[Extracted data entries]
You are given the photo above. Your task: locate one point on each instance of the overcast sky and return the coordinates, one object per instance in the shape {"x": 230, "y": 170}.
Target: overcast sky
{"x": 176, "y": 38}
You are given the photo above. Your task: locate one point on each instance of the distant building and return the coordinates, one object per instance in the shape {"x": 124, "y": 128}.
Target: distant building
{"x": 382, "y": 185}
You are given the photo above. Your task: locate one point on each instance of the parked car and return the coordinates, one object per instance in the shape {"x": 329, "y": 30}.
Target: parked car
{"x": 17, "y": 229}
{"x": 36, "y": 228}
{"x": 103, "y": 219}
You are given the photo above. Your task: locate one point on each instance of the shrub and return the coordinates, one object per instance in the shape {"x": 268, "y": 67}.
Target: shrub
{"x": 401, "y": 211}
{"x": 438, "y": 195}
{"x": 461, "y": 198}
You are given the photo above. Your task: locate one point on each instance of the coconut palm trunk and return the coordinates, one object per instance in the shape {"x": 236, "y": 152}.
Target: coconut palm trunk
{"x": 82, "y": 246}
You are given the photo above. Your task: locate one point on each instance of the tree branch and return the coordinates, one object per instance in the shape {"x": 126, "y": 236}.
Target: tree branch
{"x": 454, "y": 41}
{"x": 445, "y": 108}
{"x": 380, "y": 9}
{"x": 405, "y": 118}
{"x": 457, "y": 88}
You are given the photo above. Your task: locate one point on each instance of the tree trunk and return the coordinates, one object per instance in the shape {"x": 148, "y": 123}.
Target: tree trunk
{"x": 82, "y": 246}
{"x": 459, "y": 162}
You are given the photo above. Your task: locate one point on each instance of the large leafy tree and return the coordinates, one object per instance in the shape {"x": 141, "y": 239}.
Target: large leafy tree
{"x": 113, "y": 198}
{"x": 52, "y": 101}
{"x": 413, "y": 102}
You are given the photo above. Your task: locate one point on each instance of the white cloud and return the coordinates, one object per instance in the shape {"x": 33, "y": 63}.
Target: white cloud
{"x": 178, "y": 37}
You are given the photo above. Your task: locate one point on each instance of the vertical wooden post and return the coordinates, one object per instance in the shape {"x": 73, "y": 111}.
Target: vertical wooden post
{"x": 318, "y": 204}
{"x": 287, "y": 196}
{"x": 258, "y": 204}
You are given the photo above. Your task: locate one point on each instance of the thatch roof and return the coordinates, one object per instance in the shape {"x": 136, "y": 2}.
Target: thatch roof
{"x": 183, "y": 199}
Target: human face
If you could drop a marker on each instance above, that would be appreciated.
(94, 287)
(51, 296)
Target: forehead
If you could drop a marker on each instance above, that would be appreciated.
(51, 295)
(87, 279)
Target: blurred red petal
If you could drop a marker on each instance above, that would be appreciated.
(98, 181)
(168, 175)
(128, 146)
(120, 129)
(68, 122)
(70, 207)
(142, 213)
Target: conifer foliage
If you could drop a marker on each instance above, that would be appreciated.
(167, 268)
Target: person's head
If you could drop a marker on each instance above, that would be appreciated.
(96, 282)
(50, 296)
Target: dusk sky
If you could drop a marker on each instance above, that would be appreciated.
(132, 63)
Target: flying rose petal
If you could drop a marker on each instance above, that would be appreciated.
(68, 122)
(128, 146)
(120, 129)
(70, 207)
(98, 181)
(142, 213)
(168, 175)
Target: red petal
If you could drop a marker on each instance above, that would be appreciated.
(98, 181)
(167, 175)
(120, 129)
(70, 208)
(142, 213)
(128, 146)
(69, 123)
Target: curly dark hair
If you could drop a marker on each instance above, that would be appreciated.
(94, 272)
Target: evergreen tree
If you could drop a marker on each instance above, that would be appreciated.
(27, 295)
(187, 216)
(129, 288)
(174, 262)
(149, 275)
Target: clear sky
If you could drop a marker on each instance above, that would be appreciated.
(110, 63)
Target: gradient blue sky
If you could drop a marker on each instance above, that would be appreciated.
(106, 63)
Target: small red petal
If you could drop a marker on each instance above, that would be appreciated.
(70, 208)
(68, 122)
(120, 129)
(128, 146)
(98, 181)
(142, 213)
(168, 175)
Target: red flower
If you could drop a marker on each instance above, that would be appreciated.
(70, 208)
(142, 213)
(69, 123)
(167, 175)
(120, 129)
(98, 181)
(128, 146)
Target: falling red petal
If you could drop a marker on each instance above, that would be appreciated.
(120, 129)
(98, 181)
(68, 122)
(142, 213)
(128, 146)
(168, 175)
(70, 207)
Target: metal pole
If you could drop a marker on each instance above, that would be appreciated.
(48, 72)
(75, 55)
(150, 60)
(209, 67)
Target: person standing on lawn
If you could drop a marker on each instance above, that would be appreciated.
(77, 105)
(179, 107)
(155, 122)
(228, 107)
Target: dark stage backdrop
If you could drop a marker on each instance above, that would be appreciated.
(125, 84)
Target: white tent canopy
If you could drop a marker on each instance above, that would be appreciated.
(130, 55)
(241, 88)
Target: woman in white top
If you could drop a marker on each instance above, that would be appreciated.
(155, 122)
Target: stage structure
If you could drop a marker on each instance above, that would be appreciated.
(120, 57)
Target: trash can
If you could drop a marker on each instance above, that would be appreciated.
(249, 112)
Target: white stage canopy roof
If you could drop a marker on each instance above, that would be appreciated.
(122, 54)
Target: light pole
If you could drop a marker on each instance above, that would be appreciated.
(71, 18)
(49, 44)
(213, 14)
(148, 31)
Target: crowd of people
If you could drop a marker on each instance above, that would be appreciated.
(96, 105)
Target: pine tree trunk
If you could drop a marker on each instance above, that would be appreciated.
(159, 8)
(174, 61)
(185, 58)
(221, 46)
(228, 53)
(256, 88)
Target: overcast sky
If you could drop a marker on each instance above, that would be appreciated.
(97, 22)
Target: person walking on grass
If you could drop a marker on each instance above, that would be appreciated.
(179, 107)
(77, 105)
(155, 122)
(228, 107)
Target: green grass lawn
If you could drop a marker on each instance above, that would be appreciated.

* * *

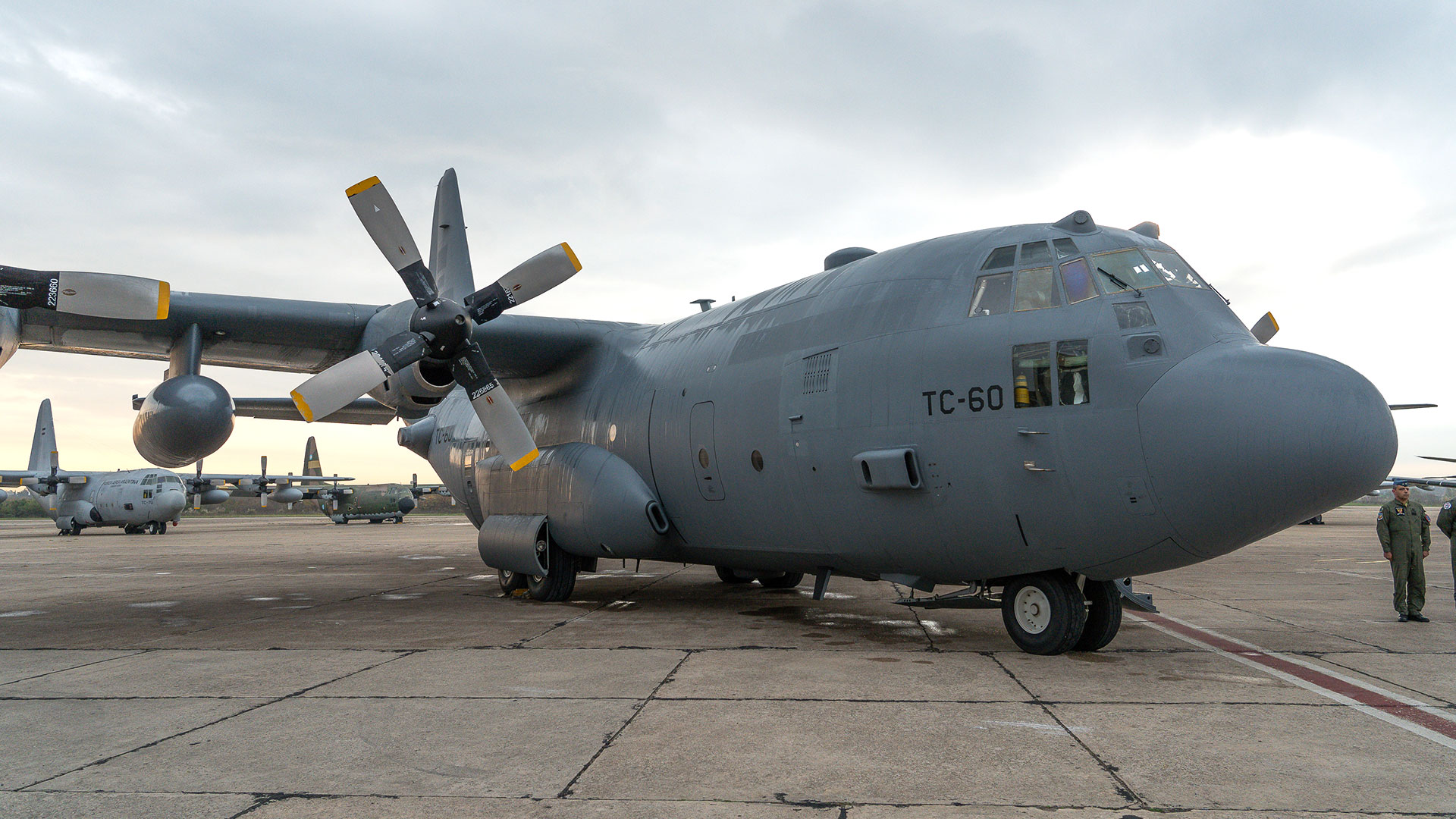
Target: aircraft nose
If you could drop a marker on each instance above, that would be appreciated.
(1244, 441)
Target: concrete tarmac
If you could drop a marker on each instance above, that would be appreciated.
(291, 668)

### [ACTIVITY]
Above are records; repeat only the lines starting at the line with "Target: thatch roof" and ending at the line with "Target: flying rose petal", exactly as they appear, both included.

### [ANSWER SECTION]
Target: thatch roof
{"x": 183, "y": 199}
Target: human face
If you could drop a marker on each instance above, that would be appreciated.
(94, 287)
(51, 296)
Target: forehead
If you could drop a marker on each instance above, that would be appreciated.
(51, 295)
(87, 279)
Target: blurred red petal
If you could drop a marker on each instance above, that would be appreciated.
(98, 181)
(168, 175)
(128, 146)
(120, 129)
(68, 122)
(70, 207)
(142, 213)
Target: conifer foliage
If you could drop a marker on each instance above, that would be appreciated.
(167, 268)
Target: person's head
If you could drop a marker on each instance above, that would be appreciated.
(96, 282)
(50, 296)
Target: dusk sky
If you could drop a marker on each instance above, that would be appreciated.
(132, 63)
Target: flying rose petal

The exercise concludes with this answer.